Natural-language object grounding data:
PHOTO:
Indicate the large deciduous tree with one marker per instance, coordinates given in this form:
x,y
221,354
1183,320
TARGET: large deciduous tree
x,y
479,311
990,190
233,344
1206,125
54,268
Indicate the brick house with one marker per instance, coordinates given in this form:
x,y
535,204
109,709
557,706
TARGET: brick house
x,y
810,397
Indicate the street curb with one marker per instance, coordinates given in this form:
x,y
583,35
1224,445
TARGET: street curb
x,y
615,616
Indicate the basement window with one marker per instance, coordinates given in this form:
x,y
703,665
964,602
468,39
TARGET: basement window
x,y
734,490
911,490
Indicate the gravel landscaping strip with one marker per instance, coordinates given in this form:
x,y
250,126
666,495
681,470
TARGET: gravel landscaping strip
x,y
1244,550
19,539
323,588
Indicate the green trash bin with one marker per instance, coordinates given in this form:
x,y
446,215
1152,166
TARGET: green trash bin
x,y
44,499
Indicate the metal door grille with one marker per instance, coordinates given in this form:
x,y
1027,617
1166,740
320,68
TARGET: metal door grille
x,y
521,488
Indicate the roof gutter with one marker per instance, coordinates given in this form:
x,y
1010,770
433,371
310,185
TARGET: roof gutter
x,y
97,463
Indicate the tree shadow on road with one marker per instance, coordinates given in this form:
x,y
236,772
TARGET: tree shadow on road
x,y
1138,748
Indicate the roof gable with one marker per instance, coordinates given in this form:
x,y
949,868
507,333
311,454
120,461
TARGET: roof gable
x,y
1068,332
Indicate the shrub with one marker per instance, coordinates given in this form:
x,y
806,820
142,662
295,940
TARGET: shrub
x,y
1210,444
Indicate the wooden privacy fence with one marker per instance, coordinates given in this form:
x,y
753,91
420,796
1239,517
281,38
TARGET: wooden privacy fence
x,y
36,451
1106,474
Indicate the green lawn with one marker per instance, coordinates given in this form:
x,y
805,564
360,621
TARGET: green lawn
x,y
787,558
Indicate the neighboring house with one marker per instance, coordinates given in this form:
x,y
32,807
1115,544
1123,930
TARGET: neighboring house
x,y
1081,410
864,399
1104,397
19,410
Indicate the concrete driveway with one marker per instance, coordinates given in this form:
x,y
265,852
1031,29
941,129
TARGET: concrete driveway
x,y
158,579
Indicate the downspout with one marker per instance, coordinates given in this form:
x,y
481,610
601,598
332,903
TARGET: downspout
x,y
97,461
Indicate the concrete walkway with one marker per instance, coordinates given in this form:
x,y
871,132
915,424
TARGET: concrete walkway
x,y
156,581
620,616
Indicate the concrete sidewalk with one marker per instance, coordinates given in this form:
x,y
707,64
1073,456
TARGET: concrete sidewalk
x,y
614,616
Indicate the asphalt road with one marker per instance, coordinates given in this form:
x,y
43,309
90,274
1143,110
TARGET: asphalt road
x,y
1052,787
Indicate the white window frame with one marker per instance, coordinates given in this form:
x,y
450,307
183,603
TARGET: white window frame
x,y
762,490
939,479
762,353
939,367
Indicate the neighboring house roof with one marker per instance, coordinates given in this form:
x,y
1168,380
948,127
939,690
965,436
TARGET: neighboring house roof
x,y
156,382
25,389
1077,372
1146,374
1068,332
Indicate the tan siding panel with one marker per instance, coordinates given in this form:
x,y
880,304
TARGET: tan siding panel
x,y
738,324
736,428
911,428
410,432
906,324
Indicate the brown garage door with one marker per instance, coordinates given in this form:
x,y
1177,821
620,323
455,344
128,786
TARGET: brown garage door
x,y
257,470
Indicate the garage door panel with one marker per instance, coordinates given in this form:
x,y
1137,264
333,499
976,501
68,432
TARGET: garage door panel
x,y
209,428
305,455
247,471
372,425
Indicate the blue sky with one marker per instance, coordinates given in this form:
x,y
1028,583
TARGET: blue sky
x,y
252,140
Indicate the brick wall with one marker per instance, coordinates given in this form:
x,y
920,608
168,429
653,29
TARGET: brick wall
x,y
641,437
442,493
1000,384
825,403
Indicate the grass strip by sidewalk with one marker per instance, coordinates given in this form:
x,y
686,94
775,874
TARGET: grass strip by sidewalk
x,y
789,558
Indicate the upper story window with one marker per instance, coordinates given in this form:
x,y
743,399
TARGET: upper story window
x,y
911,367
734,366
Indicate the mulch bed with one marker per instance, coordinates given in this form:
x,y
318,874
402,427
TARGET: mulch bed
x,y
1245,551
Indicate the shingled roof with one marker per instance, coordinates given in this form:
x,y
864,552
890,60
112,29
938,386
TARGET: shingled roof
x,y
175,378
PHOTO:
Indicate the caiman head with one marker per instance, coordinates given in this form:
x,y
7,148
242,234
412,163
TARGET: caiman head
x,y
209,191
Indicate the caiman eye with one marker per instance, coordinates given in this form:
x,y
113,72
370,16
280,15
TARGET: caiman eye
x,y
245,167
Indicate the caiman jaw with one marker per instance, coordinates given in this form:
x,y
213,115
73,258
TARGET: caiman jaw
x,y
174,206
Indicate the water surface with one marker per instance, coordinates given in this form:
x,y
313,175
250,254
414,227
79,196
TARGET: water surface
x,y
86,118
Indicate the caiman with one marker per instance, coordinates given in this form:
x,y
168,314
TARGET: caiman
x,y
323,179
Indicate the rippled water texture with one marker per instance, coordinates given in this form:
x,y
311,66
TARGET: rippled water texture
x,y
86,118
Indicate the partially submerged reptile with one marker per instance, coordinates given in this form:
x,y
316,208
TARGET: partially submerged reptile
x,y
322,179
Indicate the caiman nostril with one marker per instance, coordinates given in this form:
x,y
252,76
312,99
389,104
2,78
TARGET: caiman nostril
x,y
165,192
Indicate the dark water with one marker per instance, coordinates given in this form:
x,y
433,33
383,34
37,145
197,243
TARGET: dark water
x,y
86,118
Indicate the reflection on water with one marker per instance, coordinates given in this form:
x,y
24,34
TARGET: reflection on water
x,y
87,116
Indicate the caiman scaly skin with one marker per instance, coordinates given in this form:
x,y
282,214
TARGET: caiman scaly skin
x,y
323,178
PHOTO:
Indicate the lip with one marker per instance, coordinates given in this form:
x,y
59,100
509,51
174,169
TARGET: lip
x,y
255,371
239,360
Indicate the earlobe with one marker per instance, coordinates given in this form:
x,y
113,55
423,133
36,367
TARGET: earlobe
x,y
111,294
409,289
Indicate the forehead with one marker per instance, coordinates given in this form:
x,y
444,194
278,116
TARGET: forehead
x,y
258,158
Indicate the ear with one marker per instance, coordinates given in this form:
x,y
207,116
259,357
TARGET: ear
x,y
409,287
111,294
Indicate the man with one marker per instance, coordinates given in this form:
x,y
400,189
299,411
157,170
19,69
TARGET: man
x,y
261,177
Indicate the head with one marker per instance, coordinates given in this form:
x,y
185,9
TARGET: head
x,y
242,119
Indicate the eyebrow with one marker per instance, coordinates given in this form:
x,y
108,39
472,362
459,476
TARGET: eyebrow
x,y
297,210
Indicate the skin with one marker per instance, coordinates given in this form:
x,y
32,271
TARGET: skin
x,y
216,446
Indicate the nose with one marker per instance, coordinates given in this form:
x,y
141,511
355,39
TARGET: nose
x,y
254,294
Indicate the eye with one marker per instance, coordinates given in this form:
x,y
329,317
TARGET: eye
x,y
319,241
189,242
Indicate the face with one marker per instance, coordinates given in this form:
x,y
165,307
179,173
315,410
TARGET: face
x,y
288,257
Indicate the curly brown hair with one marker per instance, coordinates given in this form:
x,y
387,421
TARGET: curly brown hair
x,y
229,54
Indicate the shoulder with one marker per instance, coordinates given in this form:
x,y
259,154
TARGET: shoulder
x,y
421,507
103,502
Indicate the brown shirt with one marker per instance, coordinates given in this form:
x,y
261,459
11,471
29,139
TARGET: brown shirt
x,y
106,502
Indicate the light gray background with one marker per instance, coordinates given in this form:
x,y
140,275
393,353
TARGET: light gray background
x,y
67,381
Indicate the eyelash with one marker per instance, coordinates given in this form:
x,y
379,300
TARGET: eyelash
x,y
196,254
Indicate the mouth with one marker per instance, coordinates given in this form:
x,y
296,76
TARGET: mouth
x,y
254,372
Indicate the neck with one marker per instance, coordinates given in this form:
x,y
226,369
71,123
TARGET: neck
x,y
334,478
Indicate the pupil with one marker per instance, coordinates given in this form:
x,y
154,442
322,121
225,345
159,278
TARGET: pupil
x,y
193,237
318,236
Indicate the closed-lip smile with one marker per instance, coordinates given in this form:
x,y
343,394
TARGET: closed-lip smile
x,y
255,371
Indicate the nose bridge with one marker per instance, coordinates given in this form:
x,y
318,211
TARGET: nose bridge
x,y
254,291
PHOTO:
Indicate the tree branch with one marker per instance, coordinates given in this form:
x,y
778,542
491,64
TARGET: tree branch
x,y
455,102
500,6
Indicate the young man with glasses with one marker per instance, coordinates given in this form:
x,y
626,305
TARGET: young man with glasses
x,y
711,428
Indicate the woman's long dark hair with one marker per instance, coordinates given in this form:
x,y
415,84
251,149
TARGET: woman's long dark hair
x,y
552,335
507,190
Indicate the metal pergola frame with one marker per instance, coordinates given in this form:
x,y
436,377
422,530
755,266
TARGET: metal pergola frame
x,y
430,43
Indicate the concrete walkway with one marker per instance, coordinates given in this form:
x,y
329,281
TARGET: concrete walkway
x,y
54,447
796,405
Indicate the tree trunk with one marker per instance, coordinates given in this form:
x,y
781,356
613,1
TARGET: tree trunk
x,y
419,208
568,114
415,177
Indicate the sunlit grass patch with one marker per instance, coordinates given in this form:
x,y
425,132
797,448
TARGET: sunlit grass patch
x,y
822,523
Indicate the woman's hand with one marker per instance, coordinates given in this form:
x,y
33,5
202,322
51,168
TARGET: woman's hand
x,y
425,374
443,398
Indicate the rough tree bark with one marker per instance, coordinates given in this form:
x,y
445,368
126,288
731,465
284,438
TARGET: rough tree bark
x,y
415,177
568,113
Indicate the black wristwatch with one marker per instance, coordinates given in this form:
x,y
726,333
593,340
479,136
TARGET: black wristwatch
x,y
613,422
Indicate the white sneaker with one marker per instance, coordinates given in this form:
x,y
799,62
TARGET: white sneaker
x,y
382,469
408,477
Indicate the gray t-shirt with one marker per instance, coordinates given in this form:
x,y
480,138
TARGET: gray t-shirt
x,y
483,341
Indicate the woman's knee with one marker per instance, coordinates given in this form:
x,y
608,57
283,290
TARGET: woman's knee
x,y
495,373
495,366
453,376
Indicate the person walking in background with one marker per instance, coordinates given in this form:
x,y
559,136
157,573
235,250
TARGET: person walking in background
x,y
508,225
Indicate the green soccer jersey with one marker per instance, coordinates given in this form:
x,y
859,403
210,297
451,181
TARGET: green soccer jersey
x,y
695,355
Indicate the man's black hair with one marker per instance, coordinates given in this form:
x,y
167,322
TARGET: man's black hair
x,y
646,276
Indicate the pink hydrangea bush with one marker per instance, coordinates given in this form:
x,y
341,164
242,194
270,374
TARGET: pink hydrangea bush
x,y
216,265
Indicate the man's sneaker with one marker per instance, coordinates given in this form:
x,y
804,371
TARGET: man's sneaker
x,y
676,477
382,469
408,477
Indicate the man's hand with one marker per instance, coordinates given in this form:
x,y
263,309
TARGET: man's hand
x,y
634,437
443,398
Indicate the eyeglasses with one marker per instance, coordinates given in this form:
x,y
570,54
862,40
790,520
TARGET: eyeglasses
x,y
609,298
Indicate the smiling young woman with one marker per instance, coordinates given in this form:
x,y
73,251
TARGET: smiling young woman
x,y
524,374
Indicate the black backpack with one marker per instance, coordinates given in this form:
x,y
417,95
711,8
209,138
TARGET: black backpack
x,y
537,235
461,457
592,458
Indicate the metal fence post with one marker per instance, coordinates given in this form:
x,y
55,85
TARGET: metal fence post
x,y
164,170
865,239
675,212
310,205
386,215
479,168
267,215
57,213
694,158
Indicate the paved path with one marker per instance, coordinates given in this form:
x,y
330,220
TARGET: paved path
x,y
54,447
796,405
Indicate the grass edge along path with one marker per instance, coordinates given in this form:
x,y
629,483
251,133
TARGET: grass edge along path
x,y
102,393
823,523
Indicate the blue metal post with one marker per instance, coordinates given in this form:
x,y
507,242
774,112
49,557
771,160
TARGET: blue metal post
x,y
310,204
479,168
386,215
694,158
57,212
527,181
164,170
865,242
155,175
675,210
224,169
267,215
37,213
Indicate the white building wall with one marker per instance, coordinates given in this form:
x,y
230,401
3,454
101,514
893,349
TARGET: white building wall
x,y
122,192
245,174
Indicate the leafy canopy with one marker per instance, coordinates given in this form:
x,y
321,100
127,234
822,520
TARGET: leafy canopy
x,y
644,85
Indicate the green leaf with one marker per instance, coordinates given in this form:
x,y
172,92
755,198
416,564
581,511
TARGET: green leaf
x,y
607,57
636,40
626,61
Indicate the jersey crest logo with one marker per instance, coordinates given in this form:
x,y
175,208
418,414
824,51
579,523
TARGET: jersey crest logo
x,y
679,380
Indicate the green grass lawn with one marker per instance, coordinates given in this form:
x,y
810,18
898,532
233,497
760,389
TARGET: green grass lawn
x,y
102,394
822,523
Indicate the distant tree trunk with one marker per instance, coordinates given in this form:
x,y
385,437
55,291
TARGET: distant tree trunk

- Task objective -
Where the string "distant" appears in a line of the entries above, return that line.

- Reply -
Indicate the distant tree trunk with one marker per instance, coordinates given in this form:
TARGET: distant tree trunk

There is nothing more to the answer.